* **Records supplied**

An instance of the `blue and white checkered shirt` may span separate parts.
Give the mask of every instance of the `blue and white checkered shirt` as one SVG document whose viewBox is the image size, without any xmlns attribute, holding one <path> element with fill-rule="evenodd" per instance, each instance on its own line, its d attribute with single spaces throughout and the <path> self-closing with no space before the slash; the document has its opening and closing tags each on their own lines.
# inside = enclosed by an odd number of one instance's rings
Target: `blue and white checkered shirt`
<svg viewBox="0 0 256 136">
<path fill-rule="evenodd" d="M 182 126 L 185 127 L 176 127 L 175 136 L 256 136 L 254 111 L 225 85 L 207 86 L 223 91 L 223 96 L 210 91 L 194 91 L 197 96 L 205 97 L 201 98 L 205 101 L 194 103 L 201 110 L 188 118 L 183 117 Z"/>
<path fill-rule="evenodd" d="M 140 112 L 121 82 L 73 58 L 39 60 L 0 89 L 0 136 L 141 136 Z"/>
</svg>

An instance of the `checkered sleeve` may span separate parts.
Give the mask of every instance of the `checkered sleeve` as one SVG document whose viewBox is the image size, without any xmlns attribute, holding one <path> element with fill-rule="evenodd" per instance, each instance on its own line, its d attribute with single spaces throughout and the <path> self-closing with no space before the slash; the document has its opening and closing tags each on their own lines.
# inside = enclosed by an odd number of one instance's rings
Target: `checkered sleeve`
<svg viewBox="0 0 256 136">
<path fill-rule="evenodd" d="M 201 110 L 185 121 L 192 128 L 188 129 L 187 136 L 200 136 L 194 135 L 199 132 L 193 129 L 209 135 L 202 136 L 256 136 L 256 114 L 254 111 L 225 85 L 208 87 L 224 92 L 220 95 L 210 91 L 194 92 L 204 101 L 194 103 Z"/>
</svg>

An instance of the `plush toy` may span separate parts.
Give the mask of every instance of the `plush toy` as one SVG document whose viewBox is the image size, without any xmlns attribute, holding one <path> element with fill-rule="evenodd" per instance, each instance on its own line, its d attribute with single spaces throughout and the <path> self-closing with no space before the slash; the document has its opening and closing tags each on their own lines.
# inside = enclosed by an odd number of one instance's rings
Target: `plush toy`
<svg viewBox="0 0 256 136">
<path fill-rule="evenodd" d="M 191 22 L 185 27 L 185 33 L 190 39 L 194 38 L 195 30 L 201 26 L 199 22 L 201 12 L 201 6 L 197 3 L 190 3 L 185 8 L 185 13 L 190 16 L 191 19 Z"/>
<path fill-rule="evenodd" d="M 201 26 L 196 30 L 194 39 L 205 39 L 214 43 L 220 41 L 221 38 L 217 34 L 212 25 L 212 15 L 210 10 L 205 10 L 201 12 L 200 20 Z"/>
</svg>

* **Exercise directions**
Copy the records above exactly.

* **Complete output**
An instance of the `blue and white checkered shirt` may span separate parts.
Give the mask of every instance of the `blue and white checkered shirt` as one SVG document whose viewBox is the image size, without any xmlns attribute, holding one <path> element with fill-rule="evenodd" per instance, each instance on its own line, its d attribute with single spaces throughout and the <path> self-closing with no space before the slash; the document has its opening and closing tags each on their own lines.
# inside = enclosed by an odd number of one instance's rings
Target: `blue and white checkered shirt`
<svg viewBox="0 0 256 136">
<path fill-rule="evenodd" d="M 182 126 L 185 127 L 176 127 L 175 136 L 256 136 L 254 111 L 225 85 L 207 86 L 223 91 L 223 96 L 210 91 L 194 91 L 197 96 L 205 97 L 201 98 L 205 101 L 194 103 L 201 110 L 188 118 L 183 117 Z"/>
<path fill-rule="evenodd" d="M 140 112 L 121 82 L 73 58 L 39 60 L 0 89 L 0 136 L 141 136 Z"/>
</svg>

An instance of the `checkered sleeve` may span separate parts.
Give the mask of every instance of the `checkered sleeve` as one SVG document whose viewBox is the image size, without any xmlns attribute, holding one <path> element with fill-rule="evenodd" per instance, each instance on its own line, its d attribute with single spaces throughout and the <path> self-closing with no space before the slash; the document has its opening and closing tags each on their own lines.
# inside = enclosed by an odd number of one instance's rings
Target: `checkered sleeve`
<svg viewBox="0 0 256 136">
<path fill-rule="evenodd" d="M 201 110 L 185 121 L 192 128 L 188 129 L 187 136 L 200 136 L 194 135 L 199 132 L 193 129 L 209 135 L 202 136 L 256 136 L 256 114 L 254 111 L 225 85 L 208 87 L 224 92 L 220 95 L 210 91 L 194 92 L 204 101 L 194 103 Z"/>
</svg>

An instance of the `plush toy` may span separate parts.
Give the mask of every instance of the `plush toy` as one SVG document whose viewBox is the image size, without any xmlns attribute, holding one <path> element with fill-rule="evenodd" per instance, each instance on its own line, its d attribute with single spaces throughout and the <path> self-closing with no space before the slash; the document has its opening and closing tags each on their own lines.
# inside = enclosed by an odd number of one instance's rings
Target: `plush toy`
<svg viewBox="0 0 256 136">
<path fill-rule="evenodd" d="M 191 22 L 185 27 L 185 33 L 190 39 L 194 38 L 195 30 L 201 26 L 199 22 L 201 12 L 201 6 L 197 3 L 190 3 L 185 8 L 185 13 L 190 16 L 191 19 Z"/>
<path fill-rule="evenodd" d="M 201 26 L 196 30 L 194 39 L 205 39 L 214 43 L 220 41 L 221 38 L 217 34 L 212 25 L 212 15 L 210 10 L 205 10 L 201 12 L 200 20 Z"/>
</svg>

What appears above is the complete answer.